Convert the records, from the line containing "the beach umbrella." through the last line of the records inclusive, into a JSON list of strings with one string per line and any blank lines omitted.

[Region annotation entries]
%%

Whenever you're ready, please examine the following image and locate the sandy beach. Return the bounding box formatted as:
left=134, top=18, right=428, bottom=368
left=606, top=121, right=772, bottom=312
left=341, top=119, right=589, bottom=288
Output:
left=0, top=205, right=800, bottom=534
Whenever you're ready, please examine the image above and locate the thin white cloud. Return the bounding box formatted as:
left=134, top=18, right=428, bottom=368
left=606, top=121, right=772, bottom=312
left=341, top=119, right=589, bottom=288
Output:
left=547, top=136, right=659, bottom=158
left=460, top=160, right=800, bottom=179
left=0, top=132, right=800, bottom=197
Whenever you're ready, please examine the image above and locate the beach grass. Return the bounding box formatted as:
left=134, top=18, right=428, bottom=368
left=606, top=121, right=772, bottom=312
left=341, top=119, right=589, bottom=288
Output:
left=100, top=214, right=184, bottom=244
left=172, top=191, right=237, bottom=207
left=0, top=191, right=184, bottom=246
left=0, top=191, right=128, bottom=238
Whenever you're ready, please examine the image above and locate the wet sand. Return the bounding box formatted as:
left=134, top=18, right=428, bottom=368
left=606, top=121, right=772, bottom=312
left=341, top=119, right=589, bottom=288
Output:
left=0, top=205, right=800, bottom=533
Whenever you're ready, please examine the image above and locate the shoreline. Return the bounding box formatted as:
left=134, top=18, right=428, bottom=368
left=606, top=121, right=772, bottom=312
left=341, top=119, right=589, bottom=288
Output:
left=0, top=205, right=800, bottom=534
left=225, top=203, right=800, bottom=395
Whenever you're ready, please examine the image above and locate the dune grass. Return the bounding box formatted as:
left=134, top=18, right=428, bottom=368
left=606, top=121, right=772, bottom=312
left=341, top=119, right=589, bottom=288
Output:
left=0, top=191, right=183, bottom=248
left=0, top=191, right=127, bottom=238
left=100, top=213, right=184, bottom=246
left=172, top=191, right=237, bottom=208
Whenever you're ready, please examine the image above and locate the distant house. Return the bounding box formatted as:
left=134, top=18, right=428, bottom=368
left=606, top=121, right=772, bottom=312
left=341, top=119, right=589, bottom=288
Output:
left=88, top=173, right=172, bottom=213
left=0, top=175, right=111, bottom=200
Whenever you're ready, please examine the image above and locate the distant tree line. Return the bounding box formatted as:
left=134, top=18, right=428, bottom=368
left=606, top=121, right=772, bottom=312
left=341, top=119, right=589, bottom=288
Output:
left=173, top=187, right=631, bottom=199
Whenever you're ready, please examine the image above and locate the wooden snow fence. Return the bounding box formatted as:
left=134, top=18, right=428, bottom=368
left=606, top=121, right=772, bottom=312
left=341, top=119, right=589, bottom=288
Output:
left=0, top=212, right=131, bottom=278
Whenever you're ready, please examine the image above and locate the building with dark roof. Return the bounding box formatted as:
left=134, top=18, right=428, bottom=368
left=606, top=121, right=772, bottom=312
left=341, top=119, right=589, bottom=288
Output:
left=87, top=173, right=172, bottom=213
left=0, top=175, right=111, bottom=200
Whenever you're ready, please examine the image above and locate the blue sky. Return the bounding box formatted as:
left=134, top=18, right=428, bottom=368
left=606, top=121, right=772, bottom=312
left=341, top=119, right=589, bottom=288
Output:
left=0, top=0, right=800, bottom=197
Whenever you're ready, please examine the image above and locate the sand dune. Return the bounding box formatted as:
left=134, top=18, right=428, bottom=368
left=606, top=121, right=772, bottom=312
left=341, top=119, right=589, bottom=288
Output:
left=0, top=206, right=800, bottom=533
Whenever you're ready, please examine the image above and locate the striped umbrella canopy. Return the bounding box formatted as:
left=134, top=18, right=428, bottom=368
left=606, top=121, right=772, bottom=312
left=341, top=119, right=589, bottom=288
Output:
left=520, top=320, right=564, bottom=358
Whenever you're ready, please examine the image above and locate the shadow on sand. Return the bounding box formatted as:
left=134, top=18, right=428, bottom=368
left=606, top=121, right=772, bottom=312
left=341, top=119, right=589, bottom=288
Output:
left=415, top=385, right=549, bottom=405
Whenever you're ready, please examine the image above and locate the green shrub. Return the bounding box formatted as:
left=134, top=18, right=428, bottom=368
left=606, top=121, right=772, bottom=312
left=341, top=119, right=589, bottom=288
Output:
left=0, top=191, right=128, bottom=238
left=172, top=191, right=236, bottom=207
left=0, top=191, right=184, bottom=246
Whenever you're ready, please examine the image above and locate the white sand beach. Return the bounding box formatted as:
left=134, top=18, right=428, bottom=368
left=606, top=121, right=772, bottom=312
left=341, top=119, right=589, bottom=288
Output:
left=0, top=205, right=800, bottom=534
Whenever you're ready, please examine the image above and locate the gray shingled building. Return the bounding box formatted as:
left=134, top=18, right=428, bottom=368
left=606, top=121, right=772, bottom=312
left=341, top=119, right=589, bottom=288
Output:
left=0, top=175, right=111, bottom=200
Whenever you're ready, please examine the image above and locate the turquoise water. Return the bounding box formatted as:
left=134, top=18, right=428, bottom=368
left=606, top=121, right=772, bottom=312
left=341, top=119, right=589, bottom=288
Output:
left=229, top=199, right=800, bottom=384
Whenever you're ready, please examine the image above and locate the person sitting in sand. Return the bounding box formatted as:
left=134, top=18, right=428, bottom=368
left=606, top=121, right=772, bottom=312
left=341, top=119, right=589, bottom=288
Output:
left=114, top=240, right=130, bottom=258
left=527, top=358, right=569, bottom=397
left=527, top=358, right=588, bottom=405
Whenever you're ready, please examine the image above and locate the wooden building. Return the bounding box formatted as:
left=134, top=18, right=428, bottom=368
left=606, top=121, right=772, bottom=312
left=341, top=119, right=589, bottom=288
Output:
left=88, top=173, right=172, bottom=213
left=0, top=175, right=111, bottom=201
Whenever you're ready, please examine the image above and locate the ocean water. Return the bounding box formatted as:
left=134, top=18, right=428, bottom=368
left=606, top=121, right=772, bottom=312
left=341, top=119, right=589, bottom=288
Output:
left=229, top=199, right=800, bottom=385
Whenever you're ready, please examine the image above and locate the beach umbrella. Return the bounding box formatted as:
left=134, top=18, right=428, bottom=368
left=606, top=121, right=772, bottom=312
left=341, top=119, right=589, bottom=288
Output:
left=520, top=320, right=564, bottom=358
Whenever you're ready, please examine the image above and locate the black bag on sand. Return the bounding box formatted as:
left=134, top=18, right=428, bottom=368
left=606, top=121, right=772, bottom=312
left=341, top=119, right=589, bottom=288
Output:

%%

§ Exercise answer
[
  "Whenever you're ready, please examine the image above and locate the beach umbrella. Return the bounding box formatted as:",
  "left=134, top=18, right=428, bottom=368",
  "left=606, top=121, right=772, bottom=312",
  "left=341, top=119, right=589, bottom=288",
  "Output:",
  "left=520, top=320, right=564, bottom=358",
  "Whenever you're ready, please examine the image above and locate the black bag on sand. Return the bounding box formatted as:",
  "left=134, top=18, right=428, bottom=368",
  "left=606, top=121, right=772, bottom=312",
  "left=341, top=119, right=589, bottom=288",
  "Output:"
]